▶ _What you are asked to do_: Pull out every line of the items below that contains the string "grille".

++++++++++++++++++++

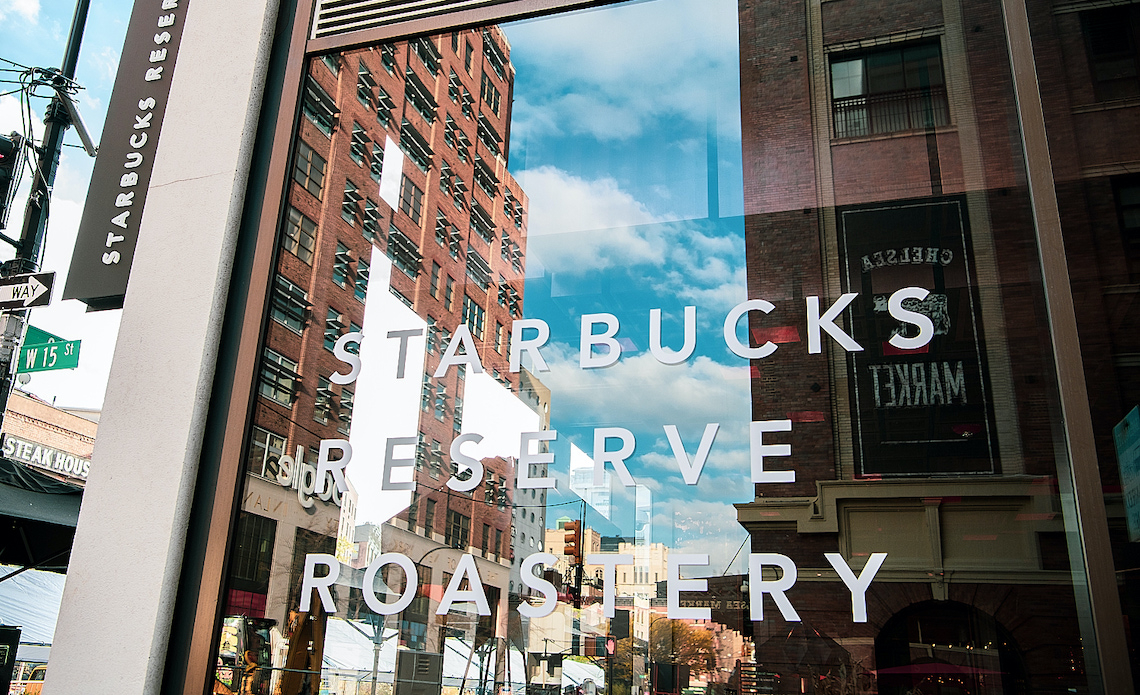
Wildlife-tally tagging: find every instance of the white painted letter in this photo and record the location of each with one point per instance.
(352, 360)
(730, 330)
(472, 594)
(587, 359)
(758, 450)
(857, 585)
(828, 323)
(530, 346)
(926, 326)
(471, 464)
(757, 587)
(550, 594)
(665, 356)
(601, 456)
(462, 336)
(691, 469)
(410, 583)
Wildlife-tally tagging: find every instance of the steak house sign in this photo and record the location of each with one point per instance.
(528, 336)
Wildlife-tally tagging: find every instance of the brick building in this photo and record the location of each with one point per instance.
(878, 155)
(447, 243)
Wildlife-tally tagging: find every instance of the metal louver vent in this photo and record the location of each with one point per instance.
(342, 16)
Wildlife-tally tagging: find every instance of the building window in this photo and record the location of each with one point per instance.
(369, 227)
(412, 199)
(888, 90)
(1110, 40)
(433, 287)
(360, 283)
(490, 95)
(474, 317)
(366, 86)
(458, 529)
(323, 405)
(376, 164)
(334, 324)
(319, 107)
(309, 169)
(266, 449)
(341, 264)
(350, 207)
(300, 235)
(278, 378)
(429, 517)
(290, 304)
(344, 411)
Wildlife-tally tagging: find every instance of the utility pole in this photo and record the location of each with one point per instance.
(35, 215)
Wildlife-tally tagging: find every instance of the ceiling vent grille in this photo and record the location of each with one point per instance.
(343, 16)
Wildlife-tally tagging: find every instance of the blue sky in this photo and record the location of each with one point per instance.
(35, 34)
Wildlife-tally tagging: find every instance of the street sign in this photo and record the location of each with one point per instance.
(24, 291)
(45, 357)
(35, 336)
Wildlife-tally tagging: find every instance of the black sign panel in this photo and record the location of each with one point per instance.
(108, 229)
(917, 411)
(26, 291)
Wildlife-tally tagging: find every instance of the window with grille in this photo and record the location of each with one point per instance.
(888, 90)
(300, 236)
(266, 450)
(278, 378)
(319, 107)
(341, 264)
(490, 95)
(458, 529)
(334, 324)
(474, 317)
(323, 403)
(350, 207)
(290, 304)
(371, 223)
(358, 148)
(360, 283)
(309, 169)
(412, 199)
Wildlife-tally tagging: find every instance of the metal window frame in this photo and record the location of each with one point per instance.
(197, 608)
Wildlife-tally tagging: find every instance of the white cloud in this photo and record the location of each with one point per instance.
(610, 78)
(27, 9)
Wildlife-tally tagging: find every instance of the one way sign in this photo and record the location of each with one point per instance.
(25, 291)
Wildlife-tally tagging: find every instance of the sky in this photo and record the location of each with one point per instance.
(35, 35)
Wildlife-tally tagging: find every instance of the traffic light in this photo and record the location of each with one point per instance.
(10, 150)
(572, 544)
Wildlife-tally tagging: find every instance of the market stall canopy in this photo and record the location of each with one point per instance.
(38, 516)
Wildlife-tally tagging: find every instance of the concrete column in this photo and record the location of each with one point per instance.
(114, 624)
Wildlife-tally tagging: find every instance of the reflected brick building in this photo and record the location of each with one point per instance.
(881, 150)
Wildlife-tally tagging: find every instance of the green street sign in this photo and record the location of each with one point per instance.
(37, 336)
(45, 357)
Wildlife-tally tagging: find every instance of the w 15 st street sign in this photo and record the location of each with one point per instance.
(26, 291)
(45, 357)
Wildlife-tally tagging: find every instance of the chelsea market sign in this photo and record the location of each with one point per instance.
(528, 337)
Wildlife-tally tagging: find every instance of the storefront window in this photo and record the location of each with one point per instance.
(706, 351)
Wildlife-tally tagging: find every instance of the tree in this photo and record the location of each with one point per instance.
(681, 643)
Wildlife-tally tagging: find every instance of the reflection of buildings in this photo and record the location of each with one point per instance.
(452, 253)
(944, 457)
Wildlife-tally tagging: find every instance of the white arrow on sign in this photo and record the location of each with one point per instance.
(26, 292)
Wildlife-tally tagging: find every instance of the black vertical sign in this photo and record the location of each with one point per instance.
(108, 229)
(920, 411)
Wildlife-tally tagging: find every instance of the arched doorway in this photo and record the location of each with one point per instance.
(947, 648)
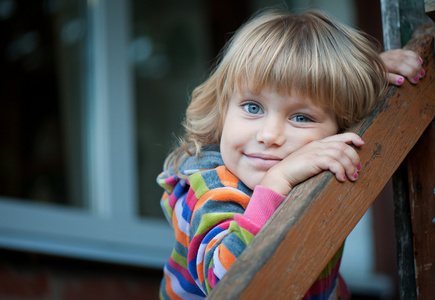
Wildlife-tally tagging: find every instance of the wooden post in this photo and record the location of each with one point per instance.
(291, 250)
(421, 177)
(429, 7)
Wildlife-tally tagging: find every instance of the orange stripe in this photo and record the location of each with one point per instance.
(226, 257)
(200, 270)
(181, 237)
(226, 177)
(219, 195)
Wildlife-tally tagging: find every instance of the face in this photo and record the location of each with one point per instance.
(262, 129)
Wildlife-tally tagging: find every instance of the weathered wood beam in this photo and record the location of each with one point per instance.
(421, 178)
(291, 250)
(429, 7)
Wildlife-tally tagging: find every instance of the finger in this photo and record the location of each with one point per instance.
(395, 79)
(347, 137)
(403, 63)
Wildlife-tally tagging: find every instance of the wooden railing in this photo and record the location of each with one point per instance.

++++++++++++++++++++

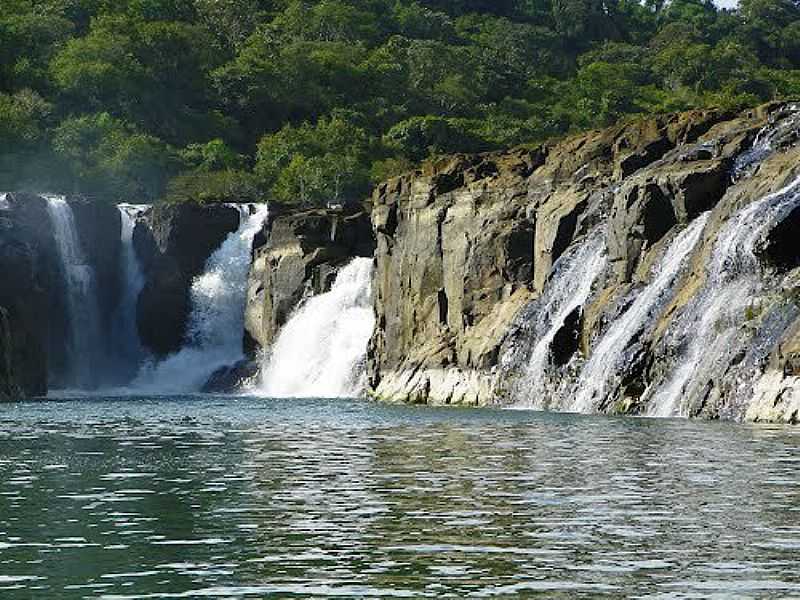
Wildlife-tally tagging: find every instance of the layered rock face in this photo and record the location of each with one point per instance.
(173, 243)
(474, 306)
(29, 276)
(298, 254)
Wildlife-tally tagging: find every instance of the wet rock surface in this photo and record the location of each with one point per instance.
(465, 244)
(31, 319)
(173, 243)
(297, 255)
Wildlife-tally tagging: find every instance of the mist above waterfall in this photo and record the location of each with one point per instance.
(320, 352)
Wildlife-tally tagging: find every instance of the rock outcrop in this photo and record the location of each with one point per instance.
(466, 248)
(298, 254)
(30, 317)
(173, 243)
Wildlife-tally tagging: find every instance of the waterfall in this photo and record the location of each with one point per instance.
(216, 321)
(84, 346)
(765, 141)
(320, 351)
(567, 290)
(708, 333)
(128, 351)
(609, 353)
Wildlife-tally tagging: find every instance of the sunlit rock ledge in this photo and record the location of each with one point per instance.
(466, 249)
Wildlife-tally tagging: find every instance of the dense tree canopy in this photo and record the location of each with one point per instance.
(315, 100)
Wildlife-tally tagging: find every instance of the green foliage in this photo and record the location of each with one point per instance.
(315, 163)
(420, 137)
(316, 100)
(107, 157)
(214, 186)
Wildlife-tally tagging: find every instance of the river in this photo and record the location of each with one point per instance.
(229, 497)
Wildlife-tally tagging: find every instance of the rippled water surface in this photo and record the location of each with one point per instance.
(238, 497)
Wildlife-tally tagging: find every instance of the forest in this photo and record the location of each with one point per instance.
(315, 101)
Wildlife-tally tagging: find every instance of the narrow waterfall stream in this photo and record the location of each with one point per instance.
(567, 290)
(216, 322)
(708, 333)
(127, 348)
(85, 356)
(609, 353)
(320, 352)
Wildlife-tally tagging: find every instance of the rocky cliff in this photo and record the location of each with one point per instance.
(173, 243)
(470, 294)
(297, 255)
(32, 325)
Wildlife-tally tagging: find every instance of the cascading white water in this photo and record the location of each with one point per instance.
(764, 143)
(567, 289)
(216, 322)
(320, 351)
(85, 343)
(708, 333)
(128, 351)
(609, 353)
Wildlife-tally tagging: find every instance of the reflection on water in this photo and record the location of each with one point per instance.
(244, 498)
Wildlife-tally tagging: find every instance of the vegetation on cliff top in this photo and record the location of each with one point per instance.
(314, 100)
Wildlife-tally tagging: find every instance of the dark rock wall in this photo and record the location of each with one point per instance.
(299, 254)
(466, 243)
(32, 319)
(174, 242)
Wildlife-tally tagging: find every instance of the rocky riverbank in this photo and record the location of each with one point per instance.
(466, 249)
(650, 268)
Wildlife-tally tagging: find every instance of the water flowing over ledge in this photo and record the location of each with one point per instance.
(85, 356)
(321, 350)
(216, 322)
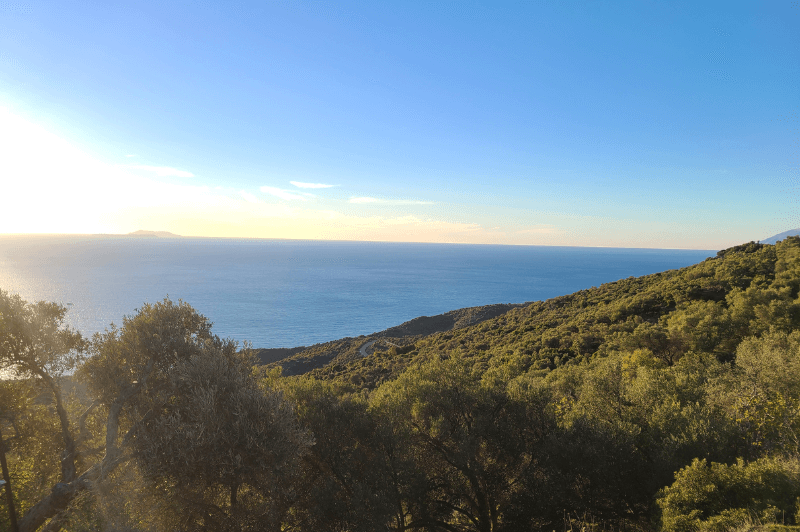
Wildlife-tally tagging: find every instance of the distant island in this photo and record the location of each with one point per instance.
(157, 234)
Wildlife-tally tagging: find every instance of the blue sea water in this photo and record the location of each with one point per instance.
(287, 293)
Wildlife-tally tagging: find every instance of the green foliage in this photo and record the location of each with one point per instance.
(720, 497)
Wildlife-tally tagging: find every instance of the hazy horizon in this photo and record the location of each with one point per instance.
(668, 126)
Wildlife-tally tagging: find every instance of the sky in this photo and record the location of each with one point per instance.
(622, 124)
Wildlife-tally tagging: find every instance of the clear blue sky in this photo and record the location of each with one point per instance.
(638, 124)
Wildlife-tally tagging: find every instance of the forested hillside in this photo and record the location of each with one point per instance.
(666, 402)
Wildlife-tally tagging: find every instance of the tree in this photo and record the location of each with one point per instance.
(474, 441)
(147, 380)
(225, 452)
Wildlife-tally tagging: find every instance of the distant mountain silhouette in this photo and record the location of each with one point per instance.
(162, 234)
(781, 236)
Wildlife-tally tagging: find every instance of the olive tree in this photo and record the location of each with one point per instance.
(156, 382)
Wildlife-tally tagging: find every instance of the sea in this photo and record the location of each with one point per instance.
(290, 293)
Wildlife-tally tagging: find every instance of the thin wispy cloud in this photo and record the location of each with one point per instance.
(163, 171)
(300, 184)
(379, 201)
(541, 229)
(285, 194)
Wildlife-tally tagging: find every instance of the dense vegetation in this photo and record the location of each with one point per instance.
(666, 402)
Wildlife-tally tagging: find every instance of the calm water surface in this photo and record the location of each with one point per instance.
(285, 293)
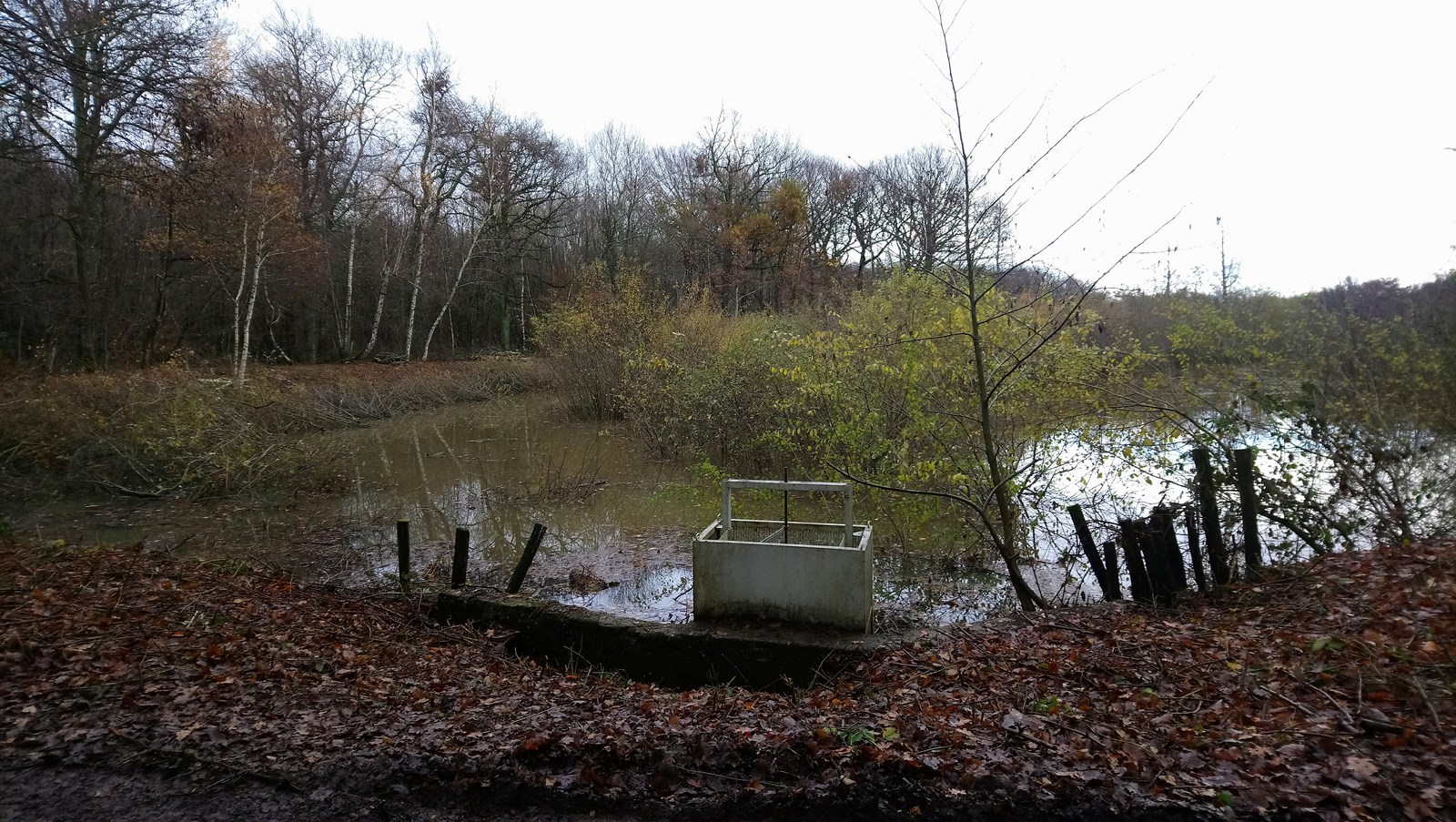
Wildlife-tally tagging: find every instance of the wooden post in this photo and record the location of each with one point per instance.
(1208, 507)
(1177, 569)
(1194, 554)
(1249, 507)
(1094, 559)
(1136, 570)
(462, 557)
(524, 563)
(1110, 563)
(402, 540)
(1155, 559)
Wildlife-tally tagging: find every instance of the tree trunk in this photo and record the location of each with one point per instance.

++++++++++++++++++++

▶ _Problem solution_:
Wildlife-tally tagging: find every instance of the ceiling vent grille in this photo and record the location of each with one point per instance.
Wildlife-tally tagging: find every instance of the window with grille in this photo and record the location of each with one point per instance.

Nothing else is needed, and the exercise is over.